*Task*
Would you give all of the records again, exactly as they read?

(Data supplied)

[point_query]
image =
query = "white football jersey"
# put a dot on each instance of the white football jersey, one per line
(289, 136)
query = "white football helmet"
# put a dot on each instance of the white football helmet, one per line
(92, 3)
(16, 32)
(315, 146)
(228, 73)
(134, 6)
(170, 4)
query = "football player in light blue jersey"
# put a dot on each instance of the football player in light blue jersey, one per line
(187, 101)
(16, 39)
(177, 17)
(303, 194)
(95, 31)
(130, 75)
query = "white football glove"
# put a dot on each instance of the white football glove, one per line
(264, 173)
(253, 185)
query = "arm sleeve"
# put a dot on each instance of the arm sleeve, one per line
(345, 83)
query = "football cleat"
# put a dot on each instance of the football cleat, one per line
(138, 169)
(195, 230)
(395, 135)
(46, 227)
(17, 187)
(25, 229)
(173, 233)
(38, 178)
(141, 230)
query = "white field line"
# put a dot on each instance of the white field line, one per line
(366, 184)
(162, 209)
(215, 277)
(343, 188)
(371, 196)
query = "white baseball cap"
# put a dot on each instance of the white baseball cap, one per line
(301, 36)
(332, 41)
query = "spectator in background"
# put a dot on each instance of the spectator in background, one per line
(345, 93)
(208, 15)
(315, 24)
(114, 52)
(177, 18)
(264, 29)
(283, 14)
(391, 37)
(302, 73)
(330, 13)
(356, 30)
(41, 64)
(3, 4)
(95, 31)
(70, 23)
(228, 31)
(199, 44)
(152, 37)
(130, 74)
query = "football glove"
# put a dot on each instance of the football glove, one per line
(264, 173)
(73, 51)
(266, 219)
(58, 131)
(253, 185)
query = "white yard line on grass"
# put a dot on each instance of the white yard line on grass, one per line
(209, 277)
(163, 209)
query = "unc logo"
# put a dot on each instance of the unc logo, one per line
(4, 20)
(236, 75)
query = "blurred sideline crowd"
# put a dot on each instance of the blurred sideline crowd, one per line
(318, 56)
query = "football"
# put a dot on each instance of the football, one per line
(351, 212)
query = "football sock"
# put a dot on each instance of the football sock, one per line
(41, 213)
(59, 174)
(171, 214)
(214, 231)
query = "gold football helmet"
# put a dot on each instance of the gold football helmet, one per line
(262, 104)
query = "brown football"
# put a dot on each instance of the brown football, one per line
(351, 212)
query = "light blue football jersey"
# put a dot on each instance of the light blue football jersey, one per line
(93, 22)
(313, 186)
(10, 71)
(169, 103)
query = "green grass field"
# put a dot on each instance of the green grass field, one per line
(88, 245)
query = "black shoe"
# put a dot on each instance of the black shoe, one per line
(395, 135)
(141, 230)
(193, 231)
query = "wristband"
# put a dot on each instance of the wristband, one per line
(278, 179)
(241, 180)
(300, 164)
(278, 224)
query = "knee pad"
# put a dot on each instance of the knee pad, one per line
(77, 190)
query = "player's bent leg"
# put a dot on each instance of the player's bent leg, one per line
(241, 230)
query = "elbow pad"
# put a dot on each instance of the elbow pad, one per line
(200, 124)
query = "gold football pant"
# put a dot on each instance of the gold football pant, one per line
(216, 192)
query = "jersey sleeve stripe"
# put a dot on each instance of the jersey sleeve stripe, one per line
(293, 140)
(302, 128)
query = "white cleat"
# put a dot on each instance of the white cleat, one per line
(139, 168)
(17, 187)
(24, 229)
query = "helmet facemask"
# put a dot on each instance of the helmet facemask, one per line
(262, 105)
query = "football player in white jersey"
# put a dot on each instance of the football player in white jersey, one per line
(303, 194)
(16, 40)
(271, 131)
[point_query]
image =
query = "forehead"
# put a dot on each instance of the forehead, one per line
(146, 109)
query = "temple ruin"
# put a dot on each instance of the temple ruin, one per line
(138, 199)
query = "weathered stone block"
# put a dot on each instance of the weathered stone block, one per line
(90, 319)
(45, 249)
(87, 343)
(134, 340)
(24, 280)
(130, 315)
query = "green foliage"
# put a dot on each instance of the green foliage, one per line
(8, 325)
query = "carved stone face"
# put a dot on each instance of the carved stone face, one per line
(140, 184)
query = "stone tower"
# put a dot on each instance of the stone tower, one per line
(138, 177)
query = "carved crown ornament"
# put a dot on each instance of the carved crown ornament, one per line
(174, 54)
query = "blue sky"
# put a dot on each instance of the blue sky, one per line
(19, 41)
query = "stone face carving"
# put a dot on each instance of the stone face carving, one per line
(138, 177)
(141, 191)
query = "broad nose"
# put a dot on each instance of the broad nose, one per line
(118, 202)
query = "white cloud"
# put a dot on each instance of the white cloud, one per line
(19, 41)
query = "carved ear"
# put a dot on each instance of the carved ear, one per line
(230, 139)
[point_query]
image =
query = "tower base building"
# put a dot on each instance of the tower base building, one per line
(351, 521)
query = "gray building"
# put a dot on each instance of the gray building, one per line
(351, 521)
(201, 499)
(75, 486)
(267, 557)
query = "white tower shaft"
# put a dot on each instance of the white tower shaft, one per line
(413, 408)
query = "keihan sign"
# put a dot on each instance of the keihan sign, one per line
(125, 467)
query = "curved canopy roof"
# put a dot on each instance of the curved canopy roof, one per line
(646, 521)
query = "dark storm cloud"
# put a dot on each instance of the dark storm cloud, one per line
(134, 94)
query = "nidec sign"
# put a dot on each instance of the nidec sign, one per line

(End Data supplied)

*Finished exercise*
[point_query]
image =
query = "white football jersey"
# put a dot on each instance of the white football jersey, one per line
(289, 136)
query = "white football helmet"
# put a dot on each instance of the white football helmet, one per line
(92, 3)
(16, 32)
(315, 146)
(228, 73)
(134, 6)
(170, 4)
query = "football player in light blue jersey"
# put a dot on each instance of the football player in light blue jersey, one per line
(187, 101)
(16, 39)
(177, 17)
(303, 194)
(95, 31)
(130, 75)
query = "white football glove"
# put a dot on each instance of the white football glove, one per line
(264, 173)
(253, 185)
query = "arm sleeve"
# put a dot on each instance of the arm sleeve, one per line
(345, 83)
query = "football cleat"
# put a dot on each instance of the football cleat, one per line
(138, 169)
(195, 230)
(395, 135)
(46, 227)
(17, 187)
(25, 229)
(173, 233)
(38, 178)
(141, 230)
query = "white field line"
# put a dot on each instance of the white field line, one per line
(366, 184)
(162, 209)
(215, 277)
(343, 188)
(371, 196)
query = "white baseball cap"
# put a dot on each instance of the white baseball cap, one per line
(301, 36)
(332, 41)
query = "spectator in background"
# put a dot on each instance of the spectator in background, one per line
(345, 93)
(208, 15)
(315, 24)
(114, 52)
(177, 18)
(264, 29)
(283, 14)
(391, 37)
(302, 73)
(330, 13)
(356, 30)
(41, 64)
(3, 4)
(95, 31)
(70, 23)
(228, 31)
(199, 44)
(152, 37)
(130, 74)
query = "football glove"
# put a dot on each instance of the football glove, one per line
(264, 173)
(73, 51)
(266, 219)
(58, 131)
(253, 185)
query = "white yard line on grass"
# put a dot on each instance of the white yard line on grass, one per line
(209, 277)
(163, 209)
query = "unc logo"
# put a dot on each instance of the unc logo, one per line
(4, 20)
(236, 75)
query = "blurred sideline crowd"
# put a dot on each instance of the blurred sideline crowd, one per line
(318, 56)
query = "football"
# put a dot on each instance of the football, one per line
(351, 212)
query = "football sock"
# put a dot on each instance of the football sock, one per line
(41, 213)
(59, 174)
(171, 214)
(214, 231)
query = "gold football helmet"
# put a dot on each instance of the gold football helmet, one per line
(262, 104)
query = "brown football"
# put a dot on each instance of the brown football, one per line
(351, 212)
query = "light blue football jersey"
# put a dot on each instance of the light blue football jersey, one per line
(93, 22)
(313, 186)
(10, 71)
(169, 103)
query = "green grass field"
# put a dot on each instance of the green grass field, one per line
(88, 245)
query = "black shoe"
# put a dot on each instance of the black shoe, one per line
(395, 135)
(141, 230)
(193, 231)
query = "wristband"
# put a dot on each instance of the wristband, one per line
(278, 179)
(241, 180)
(300, 164)
(278, 224)
query = "knee pad"
# put a dot on each instance of the knee pad, one per line
(77, 190)
query = "player's bent leg"
# put a dot on each instance of the player's bent leg, one per line
(241, 230)
query = "elbow pad"
# put a dot on each instance of the elbow pad, one per line
(200, 124)
query = "gold football pant"
# put a dot on each instance of the gold football pant, one per line
(216, 192)
query = "jersey sleeve stripe"
# put a dot on each instance of the jersey sleeve stripe, one per line
(293, 140)
(302, 128)
query = "white cleat"
# put a dot on each instance of the white cleat, one per line
(139, 168)
(17, 187)
(24, 229)
query = "helmet facemask"
# put a dot on each instance of the helmet facemask, one per line
(262, 105)
query = "football player in white jersey"
# put a dot on each instance of the football player in white jersey, one per line
(303, 194)
(16, 40)
(271, 131)
[point_query]
image =
query = "forehead"
# put a dot on each instance of the forehead, one per line
(146, 109)
query = "temple ruin"
# put a dot on each instance of the temple ruin, one per line
(138, 199)
query = "weathered stone block"
# put a dot on each instance of the weathered stone block, one per line
(90, 319)
(45, 249)
(87, 343)
(134, 340)
(24, 280)
(130, 315)
query = "green foliage"
# put a dot on each instance of the green foliage, one per line
(8, 325)
query = "carved stone face"
# put a dot on each instance of the carved stone face, one per line
(140, 184)
query = "stone tower"
# put a dot on each instance of the stone tower, one per line
(138, 177)
query = "carved crown ornament"
# put a dot on each instance of the carved crown ornament, one per line
(174, 54)
query = "blue sky"
# put a dot on each instance of the blue sky, one per line
(19, 41)
query = "stone face carving"
# put a dot on each instance of the stone face carving, one per line
(138, 177)
(141, 191)
query = "broad nose"
# put a dot on each instance of the broad nose, one per line
(118, 202)
query = "white cloud"
# put a dot on each instance of the white cloud, one per line
(19, 41)
query = "carved ear"
# put a dot on each instance of the carved ear, one per line
(230, 139)
[point_query]
image =
query = "tower base building"
# put a dot on each instance of the tower base building, one per line
(351, 521)
query = "gray building"
# put a dot on each instance of the gray building, one per line
(351, 521)
(201, 499)
(75, 486)
(267, 557)
query = "white tower shaft"
# put a dot on each instance of the white tower shaft, one per line
(413, 408)
query = "keihan sign"
# put a dot on each instance of the keihan sign, one per line
(125, 467)
query = "curved canopy roof"
# put a dot on each instance of the curved canopy roof, one per line
(646, 521)
query = "dark storm cloud"
# put a dot on each instance of the dark storm cloud, one per line
(134, 94)
query = "nidec sign"
# put a dot on each instance of the nidec sign, one per line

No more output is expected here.